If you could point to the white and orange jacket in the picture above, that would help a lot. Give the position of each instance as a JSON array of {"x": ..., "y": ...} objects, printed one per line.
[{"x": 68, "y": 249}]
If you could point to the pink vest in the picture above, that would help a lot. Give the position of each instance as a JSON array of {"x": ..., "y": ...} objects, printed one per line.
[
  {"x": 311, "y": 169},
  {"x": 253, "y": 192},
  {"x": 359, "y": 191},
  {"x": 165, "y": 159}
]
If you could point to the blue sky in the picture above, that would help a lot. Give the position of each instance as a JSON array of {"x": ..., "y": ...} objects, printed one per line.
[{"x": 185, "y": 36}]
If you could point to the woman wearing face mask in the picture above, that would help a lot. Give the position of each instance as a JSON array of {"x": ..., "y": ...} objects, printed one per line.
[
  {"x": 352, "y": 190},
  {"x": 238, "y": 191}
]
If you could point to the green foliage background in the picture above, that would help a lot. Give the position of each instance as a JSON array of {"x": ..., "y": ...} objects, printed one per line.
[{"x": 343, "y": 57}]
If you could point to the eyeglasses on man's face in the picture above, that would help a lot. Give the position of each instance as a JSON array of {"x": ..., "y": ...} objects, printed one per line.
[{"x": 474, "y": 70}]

########################################

**ÉNONCÉ**
Recopie les lignes allant de celle qui contient « If you could point to the eyeglasses » jusqu'à la fin des entrées, en renommant « eyeglasses » en « spectacles » et sans rien changer d'autre.

**RÉPONSE COMPLÈTE**
If you could point to the spectacles on man's face in the picture above, that would help a lot. Give the position of each instance as a JSON array of {"x": ..., "y": ...} objects, printed one per line.
[{"x": 474, "y": 70}]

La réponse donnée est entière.